- [Instructions for the task] Could you reproduce all of the data below word for word, line by line, without changing anything?

- [Data lines]
··········
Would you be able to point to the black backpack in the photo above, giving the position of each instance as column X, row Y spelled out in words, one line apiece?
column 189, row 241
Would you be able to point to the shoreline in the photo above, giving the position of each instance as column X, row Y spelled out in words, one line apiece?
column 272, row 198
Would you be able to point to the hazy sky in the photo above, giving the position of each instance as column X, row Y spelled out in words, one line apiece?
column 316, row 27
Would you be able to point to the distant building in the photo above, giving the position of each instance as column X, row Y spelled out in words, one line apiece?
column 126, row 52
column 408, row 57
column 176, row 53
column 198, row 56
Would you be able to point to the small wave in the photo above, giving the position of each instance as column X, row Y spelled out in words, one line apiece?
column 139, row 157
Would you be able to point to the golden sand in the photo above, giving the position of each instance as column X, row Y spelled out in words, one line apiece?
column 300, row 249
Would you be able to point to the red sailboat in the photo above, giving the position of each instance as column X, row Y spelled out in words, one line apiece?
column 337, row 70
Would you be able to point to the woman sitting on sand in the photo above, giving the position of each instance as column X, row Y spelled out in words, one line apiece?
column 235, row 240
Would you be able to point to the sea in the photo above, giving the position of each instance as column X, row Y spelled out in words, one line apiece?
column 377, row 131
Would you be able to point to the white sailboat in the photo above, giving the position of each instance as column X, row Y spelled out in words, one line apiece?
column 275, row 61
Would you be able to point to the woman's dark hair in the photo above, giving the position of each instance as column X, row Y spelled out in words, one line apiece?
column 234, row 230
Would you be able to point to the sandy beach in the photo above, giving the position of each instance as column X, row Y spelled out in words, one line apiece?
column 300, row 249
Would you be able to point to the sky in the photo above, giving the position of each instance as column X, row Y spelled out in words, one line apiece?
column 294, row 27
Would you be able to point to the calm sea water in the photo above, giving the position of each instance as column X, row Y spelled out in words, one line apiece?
··········
- [Exercise result]
Would you be able to point to the black backpack in the photo above, giving the position of each instance as column X, row Y spelled out in words, one line apiece?
column 189, row 241
Would you be able to point to the shoreline in the photo above, giving the position of each instance as column X, row Y spelled out in words, one line apiece?
column 272, row 198
Would you be able to point to the hazy sky in the photo above, giving the position of each instance as column X, row Y spelled out in words, one line apiece?
column 316, row 27
Would you be able to point to the distant building in the photo above, giving the position of each instance as column X, row Y spelled out in words, one line apiece?
column 126, row 52
column 408, row 57
column 176, row 53
column 198, row 56
Would you be able to point to the small wave in the photo above, giving the position of each instance as column X, row Y spelled out in words, one line apiece?
column 139, row 157
Would you be able to point to the golden sand in the photo above, giving the position of each instance as column X, row Y spelled out in words, one line apiece?
column 300, row 249
Would you be able to point to the red sailboat in the photo above, giving the position of each instance as column X, row Y spelled out in words, one line apiece?
column 337, row 70
Would you be able to point to the woman sitting on sand in the photo above, giving the position of each instance as column X, row Y spelled out in words, one line apiece?
column 235, row 240
Would you be able to point to the sea in the photo above, giving the position of each instance as column X, row Y spelled out in words, one line apiece?
column 377, row 131
Would you be able to point to the white sailboat in the photo above, giving the position of each instance as column X, row Y spelled out in words, one line apiece?
column 275, row 61
Would you be able to point to the woman's dark hair in the photo above, giving the position of each instance as column X, row Y spelled out in words, one line apiece?
column 234, row 230
Would you be able to point to the sandy beach in the photo above, giving the position of each instance as column X, row Y spelled out in words, one line apiece?
column 300, row 249
Would you be able to point to the sky in the photo above, giving the position of each instance as column X, row Y spelled out in words, one line apiece?
column 294, row 27
Would you be able to point to the calm sea water in the photo above, giving the position of each instance as column X, row Y spelled out in words, one line apiece?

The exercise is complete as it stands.